Start of Material for this exercise
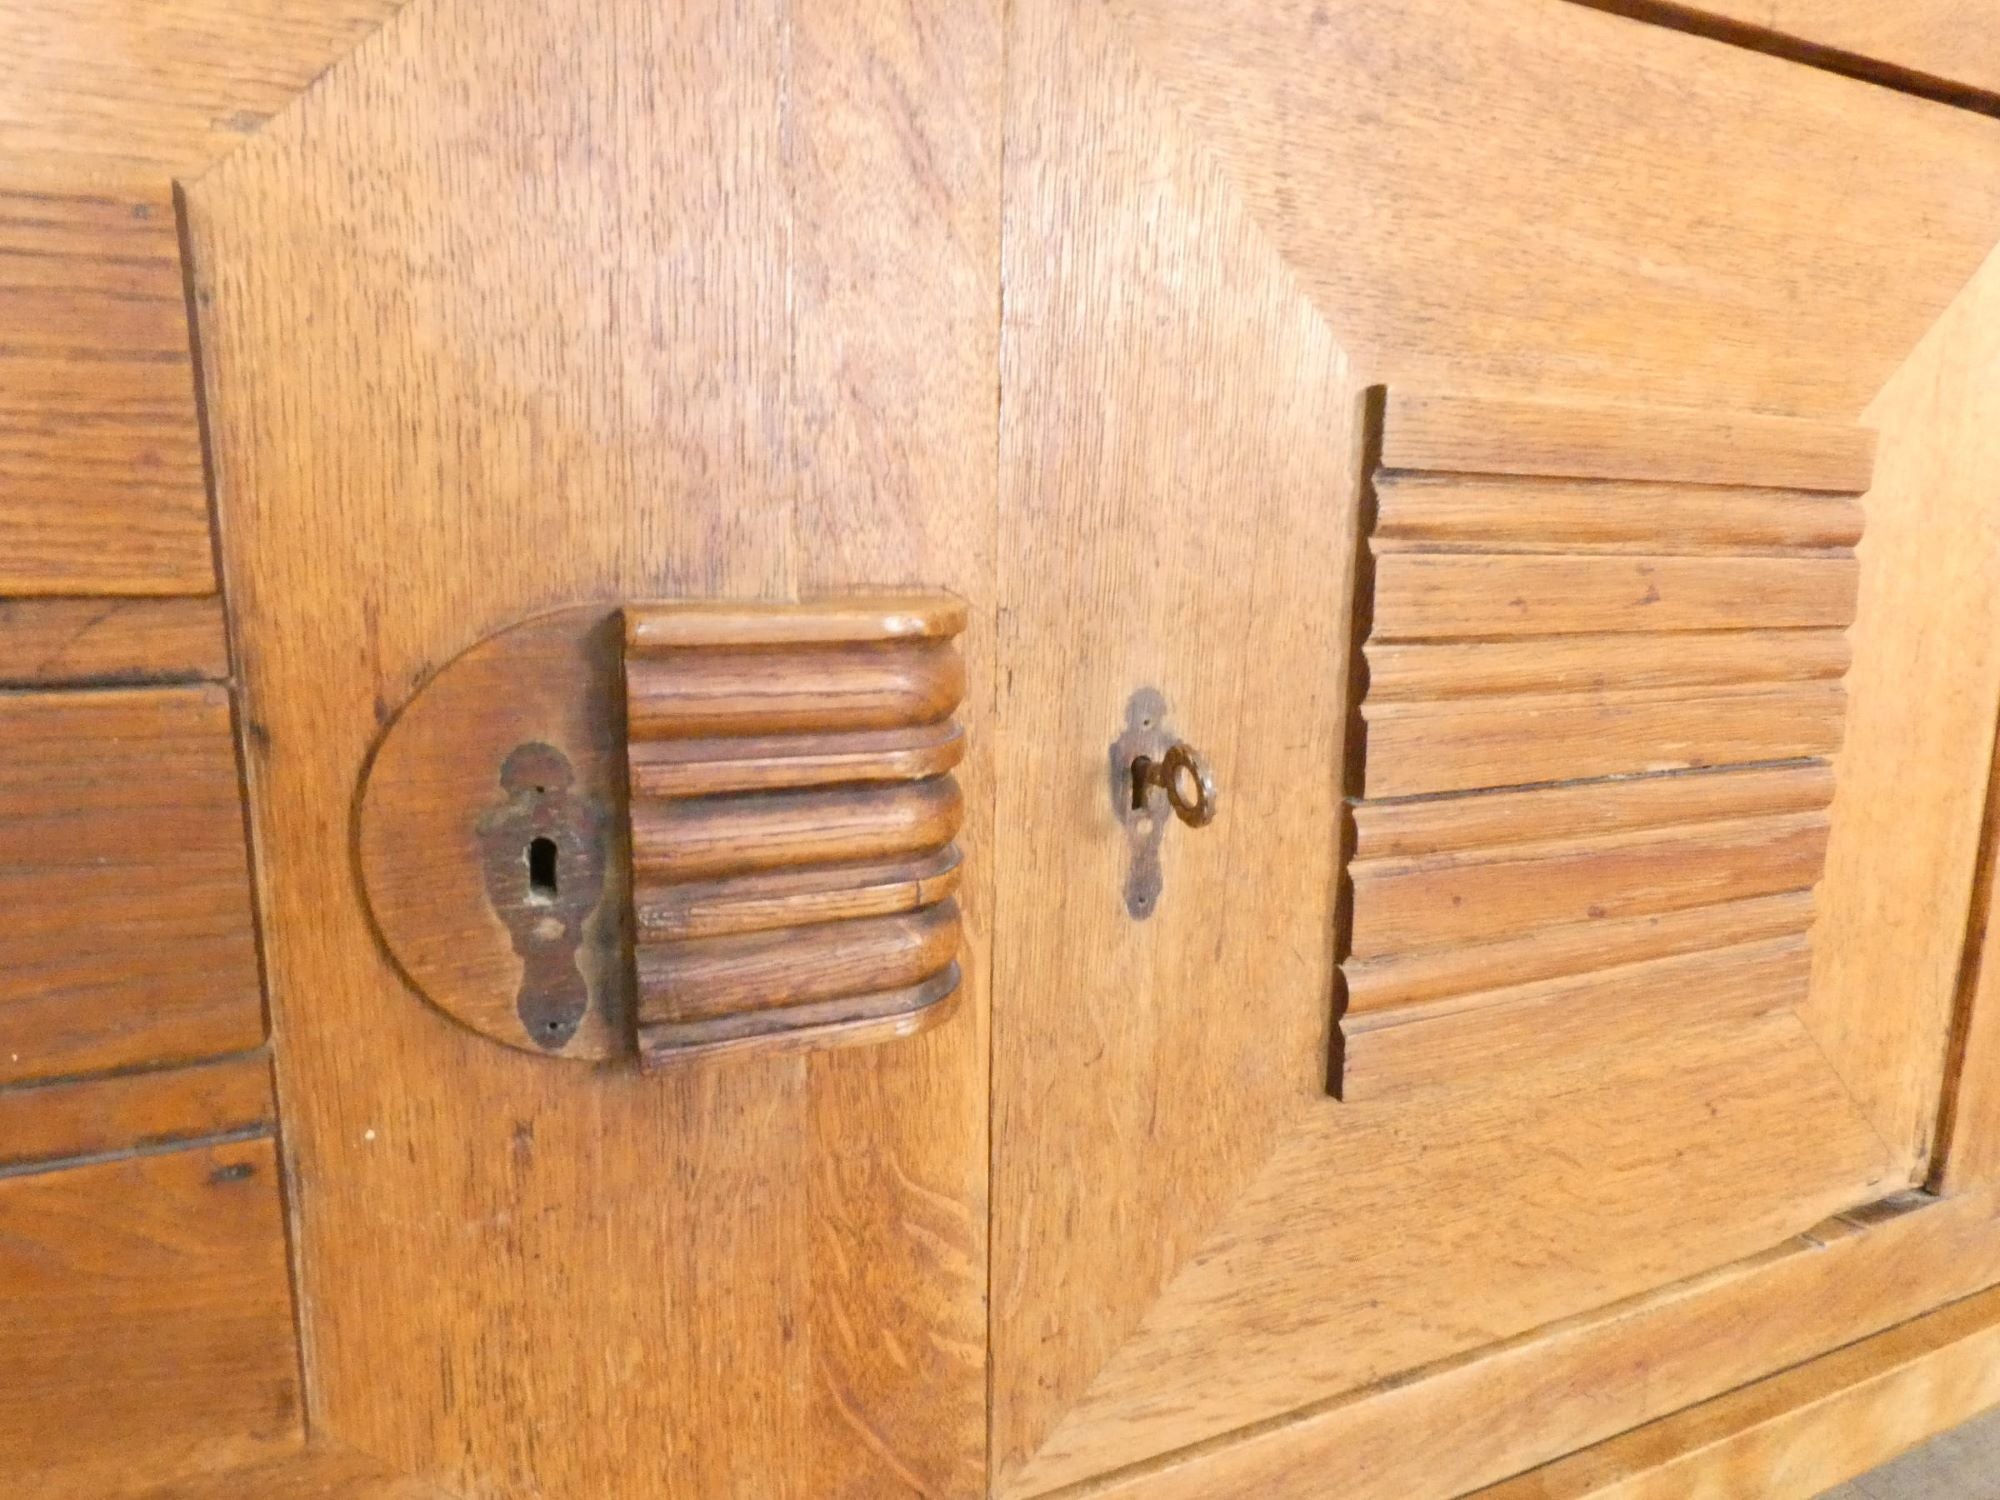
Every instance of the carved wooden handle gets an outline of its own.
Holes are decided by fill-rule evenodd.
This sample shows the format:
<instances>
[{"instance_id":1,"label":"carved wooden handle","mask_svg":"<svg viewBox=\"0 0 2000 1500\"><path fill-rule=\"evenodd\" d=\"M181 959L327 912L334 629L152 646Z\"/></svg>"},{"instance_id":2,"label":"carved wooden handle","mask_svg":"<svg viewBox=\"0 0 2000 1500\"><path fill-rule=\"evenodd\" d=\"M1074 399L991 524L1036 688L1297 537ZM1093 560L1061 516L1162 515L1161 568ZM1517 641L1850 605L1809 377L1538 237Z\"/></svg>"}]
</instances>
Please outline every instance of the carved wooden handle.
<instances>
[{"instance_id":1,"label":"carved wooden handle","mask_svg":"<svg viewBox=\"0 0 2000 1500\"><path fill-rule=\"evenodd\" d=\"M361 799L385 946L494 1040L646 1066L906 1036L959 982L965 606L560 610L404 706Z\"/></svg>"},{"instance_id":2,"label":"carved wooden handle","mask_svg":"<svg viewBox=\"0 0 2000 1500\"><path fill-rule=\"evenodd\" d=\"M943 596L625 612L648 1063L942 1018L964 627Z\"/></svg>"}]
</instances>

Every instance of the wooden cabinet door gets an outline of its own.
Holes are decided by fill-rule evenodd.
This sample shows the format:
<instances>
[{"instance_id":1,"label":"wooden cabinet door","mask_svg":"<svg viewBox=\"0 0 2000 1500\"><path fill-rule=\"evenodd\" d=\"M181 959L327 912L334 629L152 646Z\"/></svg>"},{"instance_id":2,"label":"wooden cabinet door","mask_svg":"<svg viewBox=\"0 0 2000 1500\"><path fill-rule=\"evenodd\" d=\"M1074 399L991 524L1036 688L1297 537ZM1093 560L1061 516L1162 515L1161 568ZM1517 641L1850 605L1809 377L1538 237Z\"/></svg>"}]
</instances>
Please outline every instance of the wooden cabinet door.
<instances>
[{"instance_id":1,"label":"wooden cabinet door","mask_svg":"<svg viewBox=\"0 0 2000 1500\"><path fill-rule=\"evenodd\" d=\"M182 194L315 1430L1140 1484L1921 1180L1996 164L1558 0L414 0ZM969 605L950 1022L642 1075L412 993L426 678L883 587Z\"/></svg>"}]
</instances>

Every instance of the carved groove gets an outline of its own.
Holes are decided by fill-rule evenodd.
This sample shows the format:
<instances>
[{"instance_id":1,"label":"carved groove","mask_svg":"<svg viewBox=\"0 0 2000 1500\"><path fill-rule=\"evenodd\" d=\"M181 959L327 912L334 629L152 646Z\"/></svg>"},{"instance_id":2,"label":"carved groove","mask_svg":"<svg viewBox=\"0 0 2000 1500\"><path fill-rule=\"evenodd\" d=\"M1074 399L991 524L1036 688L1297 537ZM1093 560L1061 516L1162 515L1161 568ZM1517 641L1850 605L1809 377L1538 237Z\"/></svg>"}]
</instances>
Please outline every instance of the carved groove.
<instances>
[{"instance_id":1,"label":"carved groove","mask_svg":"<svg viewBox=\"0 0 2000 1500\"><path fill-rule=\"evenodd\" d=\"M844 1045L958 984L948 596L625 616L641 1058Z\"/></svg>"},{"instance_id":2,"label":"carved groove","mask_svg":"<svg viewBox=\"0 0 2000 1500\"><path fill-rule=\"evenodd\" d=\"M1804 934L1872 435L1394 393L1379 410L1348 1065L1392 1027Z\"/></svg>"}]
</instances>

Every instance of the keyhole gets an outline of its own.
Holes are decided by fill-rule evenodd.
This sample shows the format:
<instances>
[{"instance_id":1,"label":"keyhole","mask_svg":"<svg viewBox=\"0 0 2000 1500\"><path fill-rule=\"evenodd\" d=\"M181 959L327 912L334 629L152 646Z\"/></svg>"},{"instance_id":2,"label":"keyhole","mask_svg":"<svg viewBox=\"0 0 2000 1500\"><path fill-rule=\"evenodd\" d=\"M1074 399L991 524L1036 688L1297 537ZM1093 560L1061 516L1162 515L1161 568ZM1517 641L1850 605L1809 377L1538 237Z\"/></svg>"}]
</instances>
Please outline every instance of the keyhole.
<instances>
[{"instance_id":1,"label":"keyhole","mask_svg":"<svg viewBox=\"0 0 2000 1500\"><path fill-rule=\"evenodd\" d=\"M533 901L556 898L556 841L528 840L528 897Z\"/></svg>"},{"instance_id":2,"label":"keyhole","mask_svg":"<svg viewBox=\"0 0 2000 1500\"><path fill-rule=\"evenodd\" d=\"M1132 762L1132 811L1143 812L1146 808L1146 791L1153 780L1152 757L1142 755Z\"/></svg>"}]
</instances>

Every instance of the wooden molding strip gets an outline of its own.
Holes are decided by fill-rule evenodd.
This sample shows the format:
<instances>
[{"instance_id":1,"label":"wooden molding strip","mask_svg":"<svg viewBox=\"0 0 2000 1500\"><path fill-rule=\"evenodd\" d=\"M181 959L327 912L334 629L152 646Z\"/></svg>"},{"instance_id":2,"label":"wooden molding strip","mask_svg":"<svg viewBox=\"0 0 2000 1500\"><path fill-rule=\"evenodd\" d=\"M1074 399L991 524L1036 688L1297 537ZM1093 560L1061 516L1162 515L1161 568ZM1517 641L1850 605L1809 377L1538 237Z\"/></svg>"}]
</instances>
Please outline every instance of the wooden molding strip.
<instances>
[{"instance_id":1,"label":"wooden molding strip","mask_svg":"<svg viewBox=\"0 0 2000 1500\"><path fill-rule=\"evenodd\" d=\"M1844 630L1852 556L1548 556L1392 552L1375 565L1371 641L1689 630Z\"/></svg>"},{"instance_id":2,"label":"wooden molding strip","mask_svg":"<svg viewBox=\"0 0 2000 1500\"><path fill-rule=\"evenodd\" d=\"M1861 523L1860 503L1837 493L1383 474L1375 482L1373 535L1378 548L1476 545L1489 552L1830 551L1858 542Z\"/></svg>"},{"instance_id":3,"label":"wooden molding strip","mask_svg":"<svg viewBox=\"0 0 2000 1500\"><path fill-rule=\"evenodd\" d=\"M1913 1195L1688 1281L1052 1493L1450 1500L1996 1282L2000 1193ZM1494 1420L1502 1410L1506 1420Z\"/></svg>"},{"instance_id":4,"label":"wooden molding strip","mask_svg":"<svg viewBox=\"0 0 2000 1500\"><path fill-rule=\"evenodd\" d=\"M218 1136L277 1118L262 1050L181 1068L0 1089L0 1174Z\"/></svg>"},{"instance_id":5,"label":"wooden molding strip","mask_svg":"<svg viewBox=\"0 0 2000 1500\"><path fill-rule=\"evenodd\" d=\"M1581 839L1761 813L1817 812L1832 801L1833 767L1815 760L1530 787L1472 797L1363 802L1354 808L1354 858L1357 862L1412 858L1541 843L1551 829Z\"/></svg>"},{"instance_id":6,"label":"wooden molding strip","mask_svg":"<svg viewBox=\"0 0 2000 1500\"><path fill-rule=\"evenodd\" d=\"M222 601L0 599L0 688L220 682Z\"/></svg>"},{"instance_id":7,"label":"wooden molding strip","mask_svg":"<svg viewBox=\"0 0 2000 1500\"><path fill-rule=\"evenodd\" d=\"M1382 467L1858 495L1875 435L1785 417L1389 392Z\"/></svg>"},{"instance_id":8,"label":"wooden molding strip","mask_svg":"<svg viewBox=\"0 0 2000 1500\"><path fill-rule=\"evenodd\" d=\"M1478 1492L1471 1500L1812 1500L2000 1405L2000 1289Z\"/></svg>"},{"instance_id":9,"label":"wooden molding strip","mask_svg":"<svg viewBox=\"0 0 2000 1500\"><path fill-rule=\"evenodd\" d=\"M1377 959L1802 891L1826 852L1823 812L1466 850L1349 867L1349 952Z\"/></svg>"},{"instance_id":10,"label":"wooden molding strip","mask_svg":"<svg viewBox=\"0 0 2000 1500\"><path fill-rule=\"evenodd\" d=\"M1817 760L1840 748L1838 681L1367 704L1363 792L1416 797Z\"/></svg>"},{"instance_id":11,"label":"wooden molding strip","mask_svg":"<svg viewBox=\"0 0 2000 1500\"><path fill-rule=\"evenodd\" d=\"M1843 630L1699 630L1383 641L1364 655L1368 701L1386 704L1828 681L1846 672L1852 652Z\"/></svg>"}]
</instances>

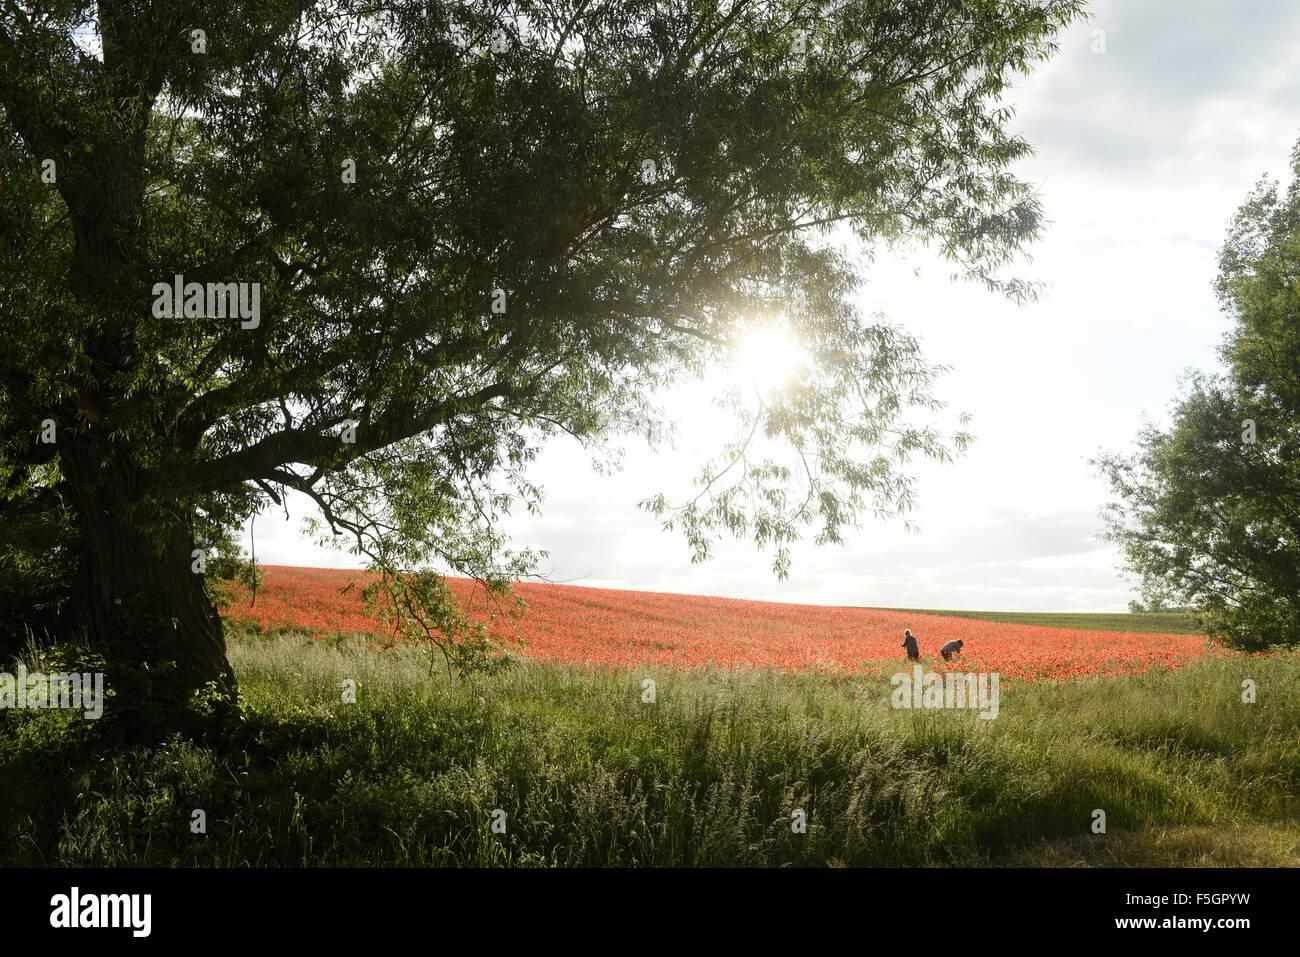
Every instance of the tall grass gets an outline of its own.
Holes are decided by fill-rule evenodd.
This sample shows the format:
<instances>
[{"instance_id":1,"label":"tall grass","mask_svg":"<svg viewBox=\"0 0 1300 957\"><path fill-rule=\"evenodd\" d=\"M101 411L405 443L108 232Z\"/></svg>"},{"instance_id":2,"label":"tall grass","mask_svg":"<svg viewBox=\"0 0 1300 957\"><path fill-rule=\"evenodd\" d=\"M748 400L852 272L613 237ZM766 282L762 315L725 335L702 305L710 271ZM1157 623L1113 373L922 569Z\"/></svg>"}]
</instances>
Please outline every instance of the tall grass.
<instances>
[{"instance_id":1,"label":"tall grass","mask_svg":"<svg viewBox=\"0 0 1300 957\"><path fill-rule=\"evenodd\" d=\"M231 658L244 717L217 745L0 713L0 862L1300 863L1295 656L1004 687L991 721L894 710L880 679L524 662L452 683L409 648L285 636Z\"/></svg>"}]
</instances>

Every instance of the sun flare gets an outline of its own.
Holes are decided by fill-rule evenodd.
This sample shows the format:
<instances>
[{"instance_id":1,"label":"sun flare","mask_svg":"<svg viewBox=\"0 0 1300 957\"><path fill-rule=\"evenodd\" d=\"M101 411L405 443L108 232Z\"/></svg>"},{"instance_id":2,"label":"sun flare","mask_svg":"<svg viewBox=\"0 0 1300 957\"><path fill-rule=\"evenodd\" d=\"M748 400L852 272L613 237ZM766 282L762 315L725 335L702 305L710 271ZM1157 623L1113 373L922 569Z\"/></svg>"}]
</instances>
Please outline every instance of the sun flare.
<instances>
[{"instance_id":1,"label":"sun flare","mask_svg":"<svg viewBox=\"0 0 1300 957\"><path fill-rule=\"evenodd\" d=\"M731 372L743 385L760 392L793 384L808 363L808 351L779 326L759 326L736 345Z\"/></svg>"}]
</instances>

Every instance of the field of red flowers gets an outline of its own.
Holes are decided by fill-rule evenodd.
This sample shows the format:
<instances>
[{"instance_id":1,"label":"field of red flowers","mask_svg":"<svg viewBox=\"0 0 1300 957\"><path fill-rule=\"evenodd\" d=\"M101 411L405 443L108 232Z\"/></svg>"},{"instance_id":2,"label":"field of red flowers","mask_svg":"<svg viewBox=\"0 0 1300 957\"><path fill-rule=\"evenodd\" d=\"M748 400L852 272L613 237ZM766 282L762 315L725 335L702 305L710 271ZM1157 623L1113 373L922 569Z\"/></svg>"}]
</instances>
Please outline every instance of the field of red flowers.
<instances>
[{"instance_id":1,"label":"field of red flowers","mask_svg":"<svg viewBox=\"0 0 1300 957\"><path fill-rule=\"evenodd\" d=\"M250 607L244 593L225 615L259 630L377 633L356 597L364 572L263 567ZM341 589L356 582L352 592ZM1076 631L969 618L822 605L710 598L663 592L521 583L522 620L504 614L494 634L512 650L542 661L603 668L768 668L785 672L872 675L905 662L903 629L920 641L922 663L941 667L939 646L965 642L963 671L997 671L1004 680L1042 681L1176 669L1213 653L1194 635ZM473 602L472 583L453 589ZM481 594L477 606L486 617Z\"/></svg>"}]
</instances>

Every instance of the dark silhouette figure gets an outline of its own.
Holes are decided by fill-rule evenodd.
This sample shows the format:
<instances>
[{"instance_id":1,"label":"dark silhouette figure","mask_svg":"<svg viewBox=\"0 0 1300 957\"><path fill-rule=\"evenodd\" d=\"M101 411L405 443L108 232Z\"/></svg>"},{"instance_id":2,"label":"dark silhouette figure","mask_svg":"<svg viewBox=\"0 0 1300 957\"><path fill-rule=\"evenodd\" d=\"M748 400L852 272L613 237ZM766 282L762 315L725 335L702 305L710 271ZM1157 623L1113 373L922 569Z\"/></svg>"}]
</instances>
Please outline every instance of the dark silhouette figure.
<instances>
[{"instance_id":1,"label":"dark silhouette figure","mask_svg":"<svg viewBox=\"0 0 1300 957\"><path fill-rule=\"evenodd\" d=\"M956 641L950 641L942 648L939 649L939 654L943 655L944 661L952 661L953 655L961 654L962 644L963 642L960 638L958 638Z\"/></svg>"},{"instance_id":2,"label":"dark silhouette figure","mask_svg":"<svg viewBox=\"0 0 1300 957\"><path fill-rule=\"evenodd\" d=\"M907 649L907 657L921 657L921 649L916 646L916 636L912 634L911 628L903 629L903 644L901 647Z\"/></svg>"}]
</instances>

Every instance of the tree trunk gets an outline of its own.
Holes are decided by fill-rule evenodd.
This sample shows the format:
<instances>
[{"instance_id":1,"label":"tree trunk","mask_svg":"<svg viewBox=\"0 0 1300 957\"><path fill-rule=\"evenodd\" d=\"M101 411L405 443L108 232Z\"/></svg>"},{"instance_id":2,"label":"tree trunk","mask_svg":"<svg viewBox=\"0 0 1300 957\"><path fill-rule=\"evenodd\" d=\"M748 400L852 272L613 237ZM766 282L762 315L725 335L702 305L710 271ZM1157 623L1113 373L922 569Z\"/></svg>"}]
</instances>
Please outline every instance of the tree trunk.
End of Material for this exercise
» **Work request**
Where a line above holds the word "trunk", copy it.

» **Result below**
Every instance of the tree trunk gets an outline of its own.
[{"instance_id":1,"label":"tree trunk","mask_svg":"<svg viewBox=\"0 0 1300 957\"><path fill-rule=\"evenodd\" d=\"M101 411L405 443L108 232Z\"/></svg>"},{"instance_id":2,"label":"tree trunk","mask_svg":"<svg viewBox=\"0 0 1300 957\"><path fill-rule=\"evenodd\" d=\"M748 400L852 272L613 237ZM766 282L762 315L725 335L702 305L710 271ZM1157 623L1113 373L922 569Z\"/></svg>"}]
Please outline every instance of the tree trunk.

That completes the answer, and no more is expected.